_Consigne a:_ Recopiez les lignes fournies en commençant par celle qui contient « Note: we practice » et en terminant par celle qui contient « Write x and », puis remplacez « tower window » par « church window » sans rien modifier d'autre.

Le juge chargé par les Nations unies de présider la commission d’enquête sur l’opération dite « Plomb durci » revient sur son rapport.
« Si j’avais su, alors, ce que je sais maintenant, le Rapport Goldstone aurait été différent. » La petite phrase d’introduction de la Lettre ouverte du juge Goldstone, dans le Washington Post du 1er avril, a provoqué l’euphorie dans la presse et les rues israéliennes. Le juge Richard Goldstone, 72 ans, président de la commission d’enquête des Nations unies sur les crimes de guerre et contre l’humanité perpétrés par Israël et le Hamas, lors de l’opération israélienne dite Plomb Durci (décembre 2008-Janvier 2009), fait son mea culpa et revient, partiellement, sur les conclusions du rapport dont il fut le co-auteur et rapporteur.
Selon le rapport, 1400 Palestiniens, dont la moitié de civils furent tués à Gaza au cours de cette opération israélienne, 7000 civils blessés et plus de 4000 maisons détruites ainsi qu’un grand nombre d’infrastructures et de bâtiments. Israël, de son côté, enregistrait la perte de dix soldats et de trois civils tués par des rockets du Hamas.
Dans sa longue lettre, le juge Goldstone explique que s’il avait eu en main les résultats de certaines enquêtes menées par les Israéliens, suite aux allégations du rapport, le contenu de ce dernier aurait été différent. Il s’appuie sur l’exemple du massacre de la famille al-Simouni. Le bombardement par un drone, d’une maison de Gaza qui a tué 29 membres de la famille al-Simouni serait, selon les conclusions d’une enquête des autorités israéliennes, le fait d’une erreur d’interprétation d’image par un commandant de Tsahal. Goldstone accepte sans discussion les explications officielles et conclut que, contrairement aux conclusions du rapport, il n’y avait pas « intention » de tuer des civils de la part de l’armée israélienne. La commission s’est trompée.
Pourtant, beaucoup de preuves du contraire ont été apportées par l’enquête de la commission et figurent dans le rapport de 500 pages présenté par le juge Goldstone lui-même. D’aucuns, à l’ONU particulièrement, s’étonnent, donc, de ce revirement. En outre, dans saLettre ouverte, Richard Goldstone fait référence à la commission d’enquête mise en place par l’ONU suite aux conclusions de son rapport et présidée par une juriste américaine Mary McGowan Davis. Or, semble-t-il, le rapport McGowan confirme les conclusions du rapport Goldstone. Il souligne en outre que sur les 400 enquêtes menées par les Israéliens sur les accusations de crimes formulées par la commission Goldstone, quelques unes seulement ont abouti à des peines légères contre des militaires israéliens. Et quoi qu’il en soit, les enquêtes sont classées « secret défense », elles sont menées par les autorités israéliennes en toute « dépendance » et qualifiées par le rapport McGowan de « légères », « à caractère tardif » et de « manque de transparence ».

_Lignes fournies:_
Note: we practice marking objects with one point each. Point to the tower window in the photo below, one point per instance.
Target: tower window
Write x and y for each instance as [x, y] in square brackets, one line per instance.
==
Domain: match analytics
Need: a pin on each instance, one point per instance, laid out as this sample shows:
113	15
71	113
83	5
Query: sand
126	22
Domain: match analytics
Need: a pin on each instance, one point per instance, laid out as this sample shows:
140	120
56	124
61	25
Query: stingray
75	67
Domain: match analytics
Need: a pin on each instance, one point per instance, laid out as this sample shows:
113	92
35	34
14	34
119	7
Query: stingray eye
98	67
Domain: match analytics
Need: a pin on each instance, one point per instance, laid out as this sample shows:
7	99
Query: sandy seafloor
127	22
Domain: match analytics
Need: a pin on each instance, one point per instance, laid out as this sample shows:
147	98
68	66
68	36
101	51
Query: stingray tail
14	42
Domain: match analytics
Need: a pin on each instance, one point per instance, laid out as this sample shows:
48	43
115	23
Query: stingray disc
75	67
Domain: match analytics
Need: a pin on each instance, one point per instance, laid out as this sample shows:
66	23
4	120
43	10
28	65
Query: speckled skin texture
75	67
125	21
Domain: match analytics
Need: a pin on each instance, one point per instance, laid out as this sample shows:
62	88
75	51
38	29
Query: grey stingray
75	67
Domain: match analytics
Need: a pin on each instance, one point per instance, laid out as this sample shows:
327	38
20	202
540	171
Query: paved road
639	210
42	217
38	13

_Consigne b:_ D'après l'extrait du texte, combien de membres de la famille al-Simouni le bombardement par un drone a-t-il tués ?

_Résultat final a:_
Note: we practice marking objects with one point each. Point to the church window in the photo below, one point per instance.
Target: church window
Write x and y for each instance as [x, y] in square brackets, one line per instance.

_Résultat final b:_ 29 membres de la famille al-Simouni.